* **Enunciado A**
¿Concuerda cada afirmación con el fragmento sobre las escuelas del derecho penal? Responde sí o no y cita literalmente las palabras que lo deciden. (i) La Escuela Clásica tuvo al Maestro Carrara a la cabeza. (ii) El Programa de Derecho Penal consta de doce tomos. (iii) La Escuela Criminal Positiva puso su orientación sobre todo en el aspecto sociológico.
* **Enunciado B**
Según el fragmento sobre las escuelas del derecho penal, ¿con qué se ha comparado la Escuela Clásica?
* **Enunciado C**
Reanuda el fragmento sobre las escuelas del derecho penal a partir de su última oración.

Desde cuando el hombre
se arrogó las facultades de dictar leyes e imponer castigos a quienes las
violaran y de juzgar a sus semejantes, su proliferación ha sido constante: la
“Ley de Moisés”, las “Leyes de Manú”, “la de Hammurabi”, etc.
Y
surgieron también los filósofos del derecho para justificar las nuevas leyes y
las facultades de los legisladores y de los juzgadores. Se habló entonces del
“Pacto Social”, de “Los derechos del hombre”, de la “Carta de los derechos
humanos” y de los códigos y hasta de “leyes extravagantes”.
Surgieron luego los maestros:
“Los doctores de la Ley” así como también los “escribas y fariseos hipócritas”.
Y un buen día se habló
de las escuelas intérpretes de la ley penal: Surgió así la Escuela Clásica, con
el Maestro Carrara a la cabeza, que se ha comparado, por la armonía de sus
principios y su belleza, con las catedrales góticas de la edad media.
Ciertamente son anonadantes los diez tomos del Programa de Derecho Penal.
Pero como ninguna obra
humana es perfecta y el hombre permanentemente busca nuevos horizontes, años
después surgió otra escuela: la Criminal Positiva del Maestro Ferri y otros
cuantos juristas en que la orientación fue otra: no tanto en el aspecto
arquitectónico, por así decirlo, de los delitos y de las penas como en el
sociológico: por eso llegó a decirse que en ella el Derecho Penal apenas es un
capítulo de la Sociología Criminal.

* **Datos del ejercicio**

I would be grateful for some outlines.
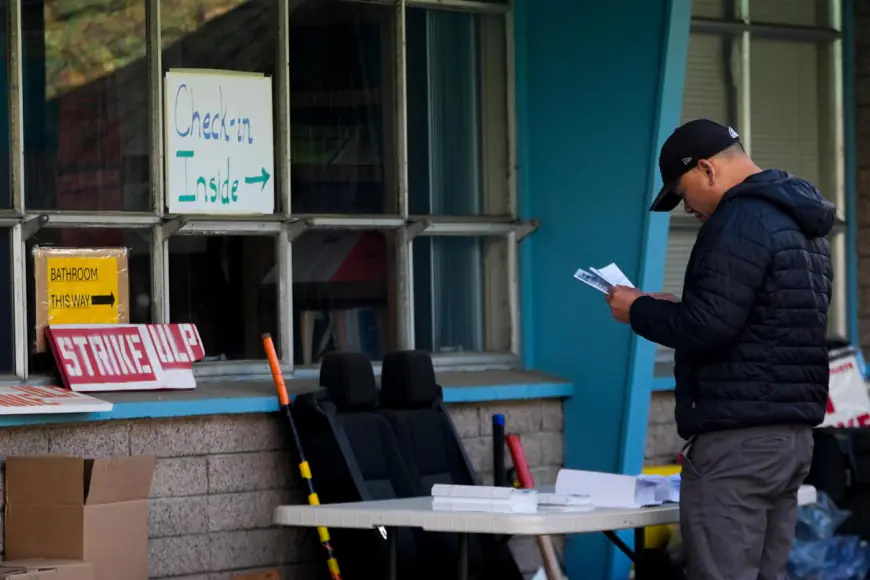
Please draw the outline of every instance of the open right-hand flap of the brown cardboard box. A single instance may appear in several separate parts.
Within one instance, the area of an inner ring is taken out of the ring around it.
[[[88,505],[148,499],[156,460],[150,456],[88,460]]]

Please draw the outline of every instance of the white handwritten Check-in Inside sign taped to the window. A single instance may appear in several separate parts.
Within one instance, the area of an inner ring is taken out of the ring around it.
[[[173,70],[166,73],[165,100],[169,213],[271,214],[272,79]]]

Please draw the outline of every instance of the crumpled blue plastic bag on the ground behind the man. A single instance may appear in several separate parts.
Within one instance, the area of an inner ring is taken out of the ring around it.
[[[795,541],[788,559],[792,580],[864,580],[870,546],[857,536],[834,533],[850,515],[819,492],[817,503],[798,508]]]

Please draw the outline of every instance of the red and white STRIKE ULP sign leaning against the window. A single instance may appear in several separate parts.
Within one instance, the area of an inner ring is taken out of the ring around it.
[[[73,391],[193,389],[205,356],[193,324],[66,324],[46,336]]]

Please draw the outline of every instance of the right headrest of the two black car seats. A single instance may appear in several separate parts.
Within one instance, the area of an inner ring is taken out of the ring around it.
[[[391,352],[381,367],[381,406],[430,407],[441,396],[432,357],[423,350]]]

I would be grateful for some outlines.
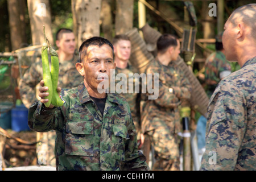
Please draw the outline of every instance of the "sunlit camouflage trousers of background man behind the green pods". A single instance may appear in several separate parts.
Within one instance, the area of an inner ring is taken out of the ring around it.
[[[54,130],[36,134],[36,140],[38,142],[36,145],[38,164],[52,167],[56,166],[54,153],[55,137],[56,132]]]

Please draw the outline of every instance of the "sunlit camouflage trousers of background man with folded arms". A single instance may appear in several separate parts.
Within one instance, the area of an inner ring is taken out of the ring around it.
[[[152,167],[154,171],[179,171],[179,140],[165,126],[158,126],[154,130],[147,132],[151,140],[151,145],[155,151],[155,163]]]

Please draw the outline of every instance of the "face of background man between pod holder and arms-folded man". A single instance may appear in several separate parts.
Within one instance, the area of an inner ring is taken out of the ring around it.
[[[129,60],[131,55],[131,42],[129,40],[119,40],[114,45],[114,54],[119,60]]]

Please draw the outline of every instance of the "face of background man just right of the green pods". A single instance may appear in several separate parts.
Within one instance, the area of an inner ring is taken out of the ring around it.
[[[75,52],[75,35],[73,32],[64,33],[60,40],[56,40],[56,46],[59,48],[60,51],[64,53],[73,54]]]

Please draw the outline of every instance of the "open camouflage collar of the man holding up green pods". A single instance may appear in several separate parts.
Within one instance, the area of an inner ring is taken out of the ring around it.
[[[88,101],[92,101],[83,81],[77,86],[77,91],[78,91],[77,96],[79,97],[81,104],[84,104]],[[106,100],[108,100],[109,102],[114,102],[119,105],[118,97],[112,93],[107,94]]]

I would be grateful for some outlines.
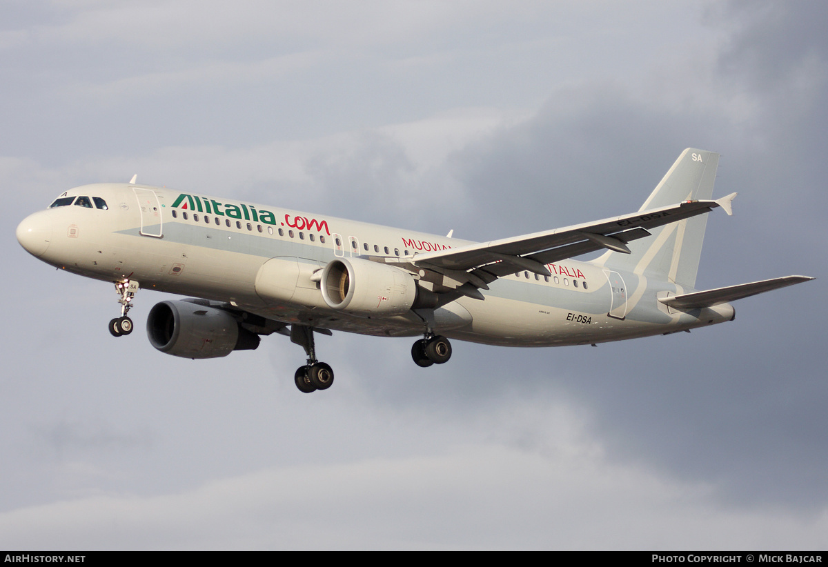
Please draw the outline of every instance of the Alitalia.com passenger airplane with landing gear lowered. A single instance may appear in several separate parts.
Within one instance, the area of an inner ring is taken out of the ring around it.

* **Tu respuesta A**
(i) Sí: "Surgió así la Escuela Clásica, con el Maestro Carrara a la cabeza".
(ii) No: "son anonadantes los diez tomos del Programa de Derecho Penal".
(iii) Sí: "no tanto en el aspecto arquitectónico, por así decirlo, de los delitos y de las penas como en el sociológico".

* **Tu respuesta B**
Con las catedrales góticas de la edad media, por la armonía de sus principios y su belleza.

* **Tu respuesta C**
En los tiempos que
corren, nuevas orientaciones ha tomado la ciencia penal: Ahora se habla mucho de
la Escuela Finalista de los maestros Hans Welzel y Reinhart Maurach y otros
cuantos juristas, principalmente alemanes. En ella encontramos revivido el
concepto de Desperado, del que ya me
ocupé, pero que como vocablo había desaparecido del léxico castellano y también
de otros debatidos temas, como son la imprudencia, la victimología etc. De ella
haré hincapié para analizar el tema siempre antiguo y siempre nuevo de la ignorancia invencible, columna de
esta defensa.
Hoy se define el delito
como una acción típica, antijurídica y culpable. Nuestro Código Penal dice:
“Para que la conducta sea punible se requiere que sea típica, antijurídica y
culpable…” Se dice típica para indicar que la acción u omisión encaja en una
descripción legal; se dice antijurídica para indicar que el comportamiento
contraviene el mandato legal, lesionando o poniendo en peligro, sin justa causa, un interés
jurídicamente tutelado; y se habla de culpabilidad para indicar que al sujeto
se le puede hacer un juicio de reproche por su comportamiento material y
psicológico, que lesionó el mentado bien jurídico.
Durante mucho tiempo se
sancionó al imputado con base en la sola existencia del elemento material. Para
sancionar era suficiente que se pudiera predicar una relación de causalidad
física entre el autor y el hecho. Fue en los tiempos de la Escuela Clásica. Luego,
cuando la Sociología Criminal era la ciencia general, de la que el Derecho
Penal era un capítulo, fue necesario adentrarse en los campos de la geografía,
de la historia, de la antropología, de la psicología etcétera, como lo hemos
hecho a lo largo de esta defensa.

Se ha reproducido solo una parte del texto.